===== MATERIAL FOR THE TASK =====

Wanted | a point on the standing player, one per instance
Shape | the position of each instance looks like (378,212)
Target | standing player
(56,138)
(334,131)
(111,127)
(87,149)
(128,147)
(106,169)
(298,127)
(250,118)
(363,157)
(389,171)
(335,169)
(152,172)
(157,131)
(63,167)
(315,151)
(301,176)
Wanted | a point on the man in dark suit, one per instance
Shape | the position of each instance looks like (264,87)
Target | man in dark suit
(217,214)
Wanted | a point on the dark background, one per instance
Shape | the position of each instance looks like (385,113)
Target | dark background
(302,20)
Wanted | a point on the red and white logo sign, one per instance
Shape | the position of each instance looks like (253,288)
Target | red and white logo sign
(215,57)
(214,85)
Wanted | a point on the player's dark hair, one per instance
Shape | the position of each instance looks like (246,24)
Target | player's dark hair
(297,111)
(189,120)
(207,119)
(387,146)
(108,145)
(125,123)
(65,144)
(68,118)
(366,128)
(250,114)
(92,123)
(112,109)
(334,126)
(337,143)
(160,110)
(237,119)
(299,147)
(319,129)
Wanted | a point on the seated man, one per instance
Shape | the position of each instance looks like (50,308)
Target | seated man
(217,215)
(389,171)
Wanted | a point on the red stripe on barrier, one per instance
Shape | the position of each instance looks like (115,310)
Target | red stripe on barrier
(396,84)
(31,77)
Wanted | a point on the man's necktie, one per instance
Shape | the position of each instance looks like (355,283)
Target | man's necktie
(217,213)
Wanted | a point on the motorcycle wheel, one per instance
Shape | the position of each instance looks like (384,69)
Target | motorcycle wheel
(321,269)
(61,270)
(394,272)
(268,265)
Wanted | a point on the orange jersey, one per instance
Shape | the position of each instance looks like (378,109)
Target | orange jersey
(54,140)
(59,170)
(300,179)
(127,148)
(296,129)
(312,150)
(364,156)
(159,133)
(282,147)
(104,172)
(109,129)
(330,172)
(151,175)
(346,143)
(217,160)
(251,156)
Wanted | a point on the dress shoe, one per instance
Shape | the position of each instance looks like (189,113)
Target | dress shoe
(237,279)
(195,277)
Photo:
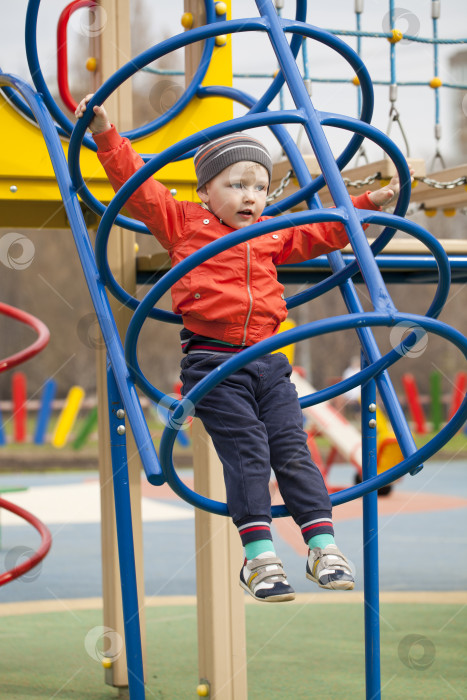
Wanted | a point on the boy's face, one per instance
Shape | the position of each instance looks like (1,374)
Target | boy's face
(238,194)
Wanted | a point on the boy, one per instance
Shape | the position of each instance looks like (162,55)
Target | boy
(228,303)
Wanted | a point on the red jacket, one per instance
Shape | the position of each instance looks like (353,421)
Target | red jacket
(235,296)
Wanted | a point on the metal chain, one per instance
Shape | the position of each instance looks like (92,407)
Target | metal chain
(281,187)
(436,184)
(362,183)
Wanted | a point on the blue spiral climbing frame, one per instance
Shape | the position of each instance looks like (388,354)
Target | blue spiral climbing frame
(124,373)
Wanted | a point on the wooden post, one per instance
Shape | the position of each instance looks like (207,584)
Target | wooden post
(220,600)
(221,605)
(193,51)
(112,36)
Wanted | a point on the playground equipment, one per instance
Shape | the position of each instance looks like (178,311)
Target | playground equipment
(9,362)
(123,371)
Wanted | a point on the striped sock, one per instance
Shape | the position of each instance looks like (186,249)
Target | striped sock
(254,531)
(252,549)
(320,541)
(318,526)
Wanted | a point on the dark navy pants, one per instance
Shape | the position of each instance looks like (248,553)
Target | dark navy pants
(255,422)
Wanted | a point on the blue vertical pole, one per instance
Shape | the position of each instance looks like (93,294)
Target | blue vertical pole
(45,411)
(126,552)
(2,431)
(370,545)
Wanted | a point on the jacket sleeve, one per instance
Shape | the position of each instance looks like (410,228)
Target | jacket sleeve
(306,242)
(152,203)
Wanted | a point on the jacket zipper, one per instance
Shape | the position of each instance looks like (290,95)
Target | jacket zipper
(248,271)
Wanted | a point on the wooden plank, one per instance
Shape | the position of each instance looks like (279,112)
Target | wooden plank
(113,50)
(431,197)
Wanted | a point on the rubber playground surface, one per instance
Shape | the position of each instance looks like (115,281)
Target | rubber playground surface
(311,647)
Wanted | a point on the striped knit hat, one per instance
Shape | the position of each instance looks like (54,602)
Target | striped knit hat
(214,156)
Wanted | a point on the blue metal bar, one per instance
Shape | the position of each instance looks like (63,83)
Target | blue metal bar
(111,213)
(370,543)
(200,33)
(96,287)
(126,551)
(45,411)
(64,121)
(298,334)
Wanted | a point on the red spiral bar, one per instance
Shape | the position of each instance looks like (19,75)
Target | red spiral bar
(46,542)
(62,50)
(38,345)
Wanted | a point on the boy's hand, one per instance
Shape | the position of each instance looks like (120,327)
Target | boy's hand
(387,194)
(100,122)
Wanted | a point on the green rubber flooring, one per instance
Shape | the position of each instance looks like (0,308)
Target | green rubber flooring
(294,651)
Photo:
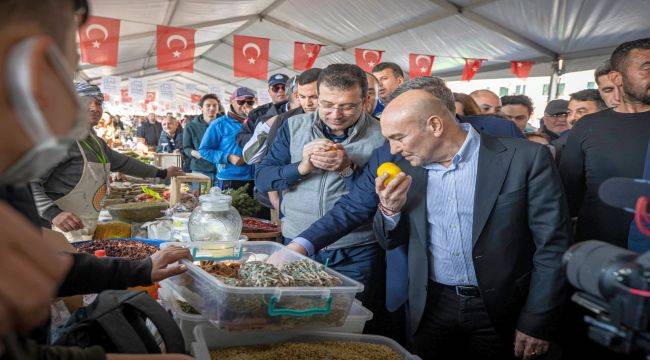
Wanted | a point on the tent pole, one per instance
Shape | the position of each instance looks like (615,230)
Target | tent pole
(557,68)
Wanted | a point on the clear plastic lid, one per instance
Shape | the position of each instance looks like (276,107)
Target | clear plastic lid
(215,200)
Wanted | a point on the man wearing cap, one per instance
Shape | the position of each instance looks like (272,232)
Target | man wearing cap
(193,134)
(149,131)
(69,197)
(554,121)
(219,145)
(278,105)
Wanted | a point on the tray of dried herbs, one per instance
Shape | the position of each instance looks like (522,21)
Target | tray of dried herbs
(247,295)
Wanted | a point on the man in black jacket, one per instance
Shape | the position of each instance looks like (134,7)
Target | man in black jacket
(467,204)
(278,105)
(171,138)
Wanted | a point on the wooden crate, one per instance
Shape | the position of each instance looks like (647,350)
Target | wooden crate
(165,160)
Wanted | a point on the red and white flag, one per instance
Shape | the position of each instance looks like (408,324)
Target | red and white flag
(367,59)
(151,97)
(98,41)
(195,98)
(420,65)
(471,68)
(175,48)
(124,96)
(304,55)
(521,68)
(251,57)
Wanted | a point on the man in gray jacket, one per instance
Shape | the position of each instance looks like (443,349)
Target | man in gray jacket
(69,196)
(312,161)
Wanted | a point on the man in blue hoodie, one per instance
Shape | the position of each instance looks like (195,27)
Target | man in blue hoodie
(219,145)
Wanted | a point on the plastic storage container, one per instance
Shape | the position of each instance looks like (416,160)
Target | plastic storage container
(265,308)
(208,339)
(354,323)
(186,322)
(180,230)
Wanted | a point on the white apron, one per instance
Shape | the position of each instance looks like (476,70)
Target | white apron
(86,198)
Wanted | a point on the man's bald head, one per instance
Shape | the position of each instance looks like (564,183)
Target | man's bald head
(489,102)
(416,105)
(419,127)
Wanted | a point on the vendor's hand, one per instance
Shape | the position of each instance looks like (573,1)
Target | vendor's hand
(174,171)
(529,347)
(162,262)
(333,159)
(31,270)
(195,154)
(236,160)
(286,255)
(306,166)
(393,196)
(67,222)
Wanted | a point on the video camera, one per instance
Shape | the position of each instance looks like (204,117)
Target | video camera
(614,283)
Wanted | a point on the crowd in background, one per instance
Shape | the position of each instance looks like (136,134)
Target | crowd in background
(458,245)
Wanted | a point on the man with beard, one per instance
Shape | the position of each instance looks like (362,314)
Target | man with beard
(606,87)
(69,197)
(610,143)
(193,134)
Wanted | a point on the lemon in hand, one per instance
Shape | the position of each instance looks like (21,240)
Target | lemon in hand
(388,168)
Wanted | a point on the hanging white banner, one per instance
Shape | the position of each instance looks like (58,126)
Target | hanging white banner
(214,89)
(137,89)
(190,88)
(111,85)
(166,91)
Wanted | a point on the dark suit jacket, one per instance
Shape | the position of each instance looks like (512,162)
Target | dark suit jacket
(520,230)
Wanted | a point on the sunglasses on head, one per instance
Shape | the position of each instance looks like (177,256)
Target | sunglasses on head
(278,87)
(247,101)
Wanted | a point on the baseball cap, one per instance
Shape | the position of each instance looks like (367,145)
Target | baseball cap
(242,93)
(557,106)
(84,89)
(278,79)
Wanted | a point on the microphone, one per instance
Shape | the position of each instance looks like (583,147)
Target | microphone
(623,193)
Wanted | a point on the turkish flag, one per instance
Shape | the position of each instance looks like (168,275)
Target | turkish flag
(251,57)
(98,41)
(175,48)
(420,65)
(151,97)
(304,55)
(367,59)
(471,68)
(521,68)
(124,96)
(195,98)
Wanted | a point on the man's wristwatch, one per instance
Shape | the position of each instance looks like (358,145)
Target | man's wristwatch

=====

**DIRECTIONS FOR THIS TASK**. Please quote nothing but the lines from the line with "Wanted | a point on the video" through the end of the data above, exactly as written, ends included.

**FULL OUTPUT**.
Wanted | a point on the video camera, one per instance
Shape | the position of each instance looks like (204,117)
Target | video camera
(614,283)
Wanted | a point on the crowd in background, one per instance
Shape | the position of each instance looks like (136,134)
Target | crowd in background
(458,245)
Wanted | a point on the man with beard, one per instance
Shape | the position of each instance looks like (362,314)
Target | man with beard
(606,87)
(69,197)
(610,143)
(193,134)
Wanted | a point on the lemon in hand, one per instance
Shape | the position of each instance looks like (21,240)
Target | lemon in hand
(388,168)
Wanted | a point on the hanging white banner, one per instance
Shape | the position of each instance looks like (58,126)
Target | hanging white banner
(214,89)
(137,89)
(190,88)
(111,85)
(166,91)
Wanted | a point on the dark suit jacket, one per instance
Shape | the position of each instance looks like (512,162)
Target | dark suit jacket
(520,230)
Wanted | a point on the sunglasses on head, one per instance
Shape | the position of each instance looks like (177,256)
Target | sunglasses on head
(278,87)
(247,101)
Wanted | a point on the baseball cap, one per instance
Shape | the position of each instance looks like (367,145)
Target | baseball cap
(242,93)
(557,106)
(84,89)
(278,79)
Wanted | a point on the microphone, one per instance
Shape | the position of each instance looks like (583,147)
Target | microphone
(623,193)
Wanted | a point on the turkish flag, one per instance
Shape | the position of each instance looks like (168,275)
Target | turkish flag
(251,57)
(98,41)
(175,48)
(420,65)
(151,97)
(304,55)
(367,59)
(471,68)
(521,68)
(124,96)
(195,98)
Wanted | a point on the man's wristwatch, one per instance
Shape | the position of each instance looks like (358,145)
Target | man's wristwatch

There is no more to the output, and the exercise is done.